Aim of the task: Print the records exactly and in full, please; the pictures stay out.

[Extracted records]
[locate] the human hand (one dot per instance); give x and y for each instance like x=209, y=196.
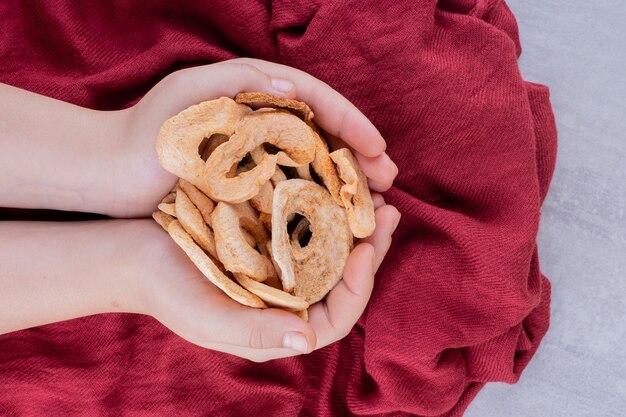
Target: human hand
x=180, y=297
x=142, y=180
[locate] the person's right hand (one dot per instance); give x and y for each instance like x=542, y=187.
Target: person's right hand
x=179, y=296
x=142, y=181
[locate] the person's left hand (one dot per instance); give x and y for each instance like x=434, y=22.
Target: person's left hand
x=142, y=181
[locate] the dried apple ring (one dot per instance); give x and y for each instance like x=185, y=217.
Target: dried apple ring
x=283, y=130
x=233, y=250
x=355, y=194
x=180, y=136
x=313, y=270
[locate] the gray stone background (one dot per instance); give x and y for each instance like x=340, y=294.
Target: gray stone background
x=578, y=49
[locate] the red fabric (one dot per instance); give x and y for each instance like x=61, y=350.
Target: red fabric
x=459, y=301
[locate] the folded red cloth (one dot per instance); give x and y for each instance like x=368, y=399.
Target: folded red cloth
x=460, y=299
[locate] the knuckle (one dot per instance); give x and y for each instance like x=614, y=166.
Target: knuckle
x=256, y=338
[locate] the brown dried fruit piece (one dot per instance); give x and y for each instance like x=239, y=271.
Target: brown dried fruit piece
x=232, y=248
x=180, y=136
x=313, y=270
x=272, y=296
x=254, y=99
x=193, y=223
x=355, y=194
x=163, y=219
x=284, y=130
x=203, y=203
x=210, y=270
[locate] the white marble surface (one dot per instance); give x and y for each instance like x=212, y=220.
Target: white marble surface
x=578, y=48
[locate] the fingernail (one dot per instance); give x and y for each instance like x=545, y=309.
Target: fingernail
x=296, y=341
x=396, y=222
x=390, y=162
x=283, y=86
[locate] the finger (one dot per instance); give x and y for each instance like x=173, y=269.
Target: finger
x=333, y=112
x=197, y=84
x=387, y=218
x=255, y=355
x=378, y=200
x=333, y=318
x=381, y=170
x=259, y=329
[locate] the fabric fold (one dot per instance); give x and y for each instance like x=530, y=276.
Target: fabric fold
x=460, y=299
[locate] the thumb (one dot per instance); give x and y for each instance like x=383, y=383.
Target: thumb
x=266, y=329
x=186, y=87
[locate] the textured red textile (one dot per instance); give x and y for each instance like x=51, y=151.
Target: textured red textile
x=459, y=301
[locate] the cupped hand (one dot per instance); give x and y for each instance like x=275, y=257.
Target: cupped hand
x=181, y=298
x=142, y=180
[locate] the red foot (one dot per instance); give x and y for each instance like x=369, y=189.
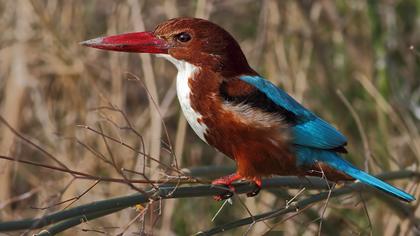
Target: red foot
x=227, y=181
x=257, y=182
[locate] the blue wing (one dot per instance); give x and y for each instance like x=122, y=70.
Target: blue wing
x=310, y=130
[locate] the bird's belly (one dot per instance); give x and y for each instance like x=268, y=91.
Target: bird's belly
x=185, y=73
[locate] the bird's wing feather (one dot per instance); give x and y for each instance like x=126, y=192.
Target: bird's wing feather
x=309, y=130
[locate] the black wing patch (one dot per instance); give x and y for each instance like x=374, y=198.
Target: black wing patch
x=259, y=100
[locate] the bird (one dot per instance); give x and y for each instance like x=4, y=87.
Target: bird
x=243, y=115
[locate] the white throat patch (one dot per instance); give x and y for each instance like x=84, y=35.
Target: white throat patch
x=185, y=72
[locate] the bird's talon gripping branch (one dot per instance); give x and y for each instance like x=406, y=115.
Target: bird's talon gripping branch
x=256, y=181
x=226, y=182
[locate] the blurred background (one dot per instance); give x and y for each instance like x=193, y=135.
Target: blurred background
x=355, y=63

Answer space:
[locate] the human hand (one dot per instance); give x and y for each instance like x=209, y=196.
Target: human hand
x=180, y=297
x=142, y=180
[locate] the person's right hand (one dot per instance); give x and y for each instance like x=542, y=187.
Target: person's right hand
x=179, y=296
x=142, y=181
[locate] the person's left hand (one dot per instance); give x and y for each instance like x=434, y=22.
Target: person's left hand
x=142, y=181
[locate] the dried apple ring (one dot per instance); give x and y for each instance like x=185, y=217.
Target: dried apple ring
x=283, y=130
x=233, y=250
x=355, y=194
x=180, y=136
x=313, y=270
[locate] the gray stone background (one dot per instance); give x and y for each instance like x=340, y=294.
Target: gray stone background
x=578, y=49
[locate] the red fabric (one dot per instance); give x and y for each instance like x=61, y=350.
Target: red fabric
x=459, y=301
[locate] the folded red cloth (one dot per instance); give x and y for each instance like x=368, y=399.
Target: folded red cloth
x=460, y=299
[locate] the knuckle (one dot per instance); give x and y for each instance like x=614, y=166.
Target: knuckle
x=256, y=338
[locate] the brown dried fruit piece (one dot per instance); give x and y for each instance like x=239, y=271.
Target: brown dried fruit piece
x=232, y=248
x=180, y=136
x=313, y=270
x=272, y=296
x=254, y=99
x=193, y=223
x=355, y=194
x=163, y=219
x=284, y=130
x=203, y=203
x=210, y=270
[locate] the white marble surface (one dot per instance); give x and y for each instance like x=212, y=220.
Target: white marble surface
x=578, y=48
[locate] the fingernail (one dot per instance); give x and y for each instance like x=545, y=309.
Target: fingernail
x=296, y=341
x=396, y=222
x=390, y=162
x=283, y=86
[locate] the finger (one dot per instance); give x and y for each instance like x=173, y=269.
Target: finger
x=333, y=112
x=197, y=84
x=387, y=218
x=255, y=355
x=378, y=200
x=333, y=318
x=381, y=170
x=259, y=329
[locate] the fabric fold (one dot per instance); give x and y for each instance like x=530, y=276.
Target: fabric fold
x=460, y=299
[locate] the thumb (one dot per instance); give x and y for each instance like x=383, y=383.
Target: thumb
x=266, y=329
x=186, y=87
[locate] the textured red textile (one dot per instance); give x and y for each instance like x=51, y=151.
Target: textured red textile
x=459, y=301
[locate] the cupped hand (one dot per instance); give x and y for each instance like x=275, y=257.
Target: cupped hand
x=181, y=298
x=142, y=180
[locate] the red foot (one dot per instance); give x and y for each instance like x=369, y=189.
Target: red foot
x=227, y=181
x=257, y=182
[locate] the blue wing (one dot per instance); give x and y for each instance like x=122, y=70.
Target: blue wing
x=310, y=130
[locate] the bird's belly (one dot per instance); give x and y for each instance like x=268, y=91.
Target: bird's belly
x=185, y=73
[locate] the bird's wing feather (one dot per instance); give x and y for each instance like x=126, y=192.
Target: bird's wing feather
x=309, y=130
[locate] the black wing patch (one dot per instance); give x and y for each instance like x=374, y=198.
Target: black wing patch
x=259, y=100
[locate] the bird (one dot per instance); give x and y for each instance like x=4, y=87.
Target: bird
x=243, y=115
[locate] the white throat patch (one dot per instance); give x and y for each instance like x=84, y=35.
Target: white throat patch
x=185, y=72
[locate] the bird's talon gripping branch (one dot per instance); give x and y for each instance like x=406, y=115.
Target: bird's talon gripping branch
x=256, y=181
x=226, y=182
[locate] the blurred background (one dot per instance); give x and y for each instance like x=193, y=135.
Target: blurred background
x=355, y=63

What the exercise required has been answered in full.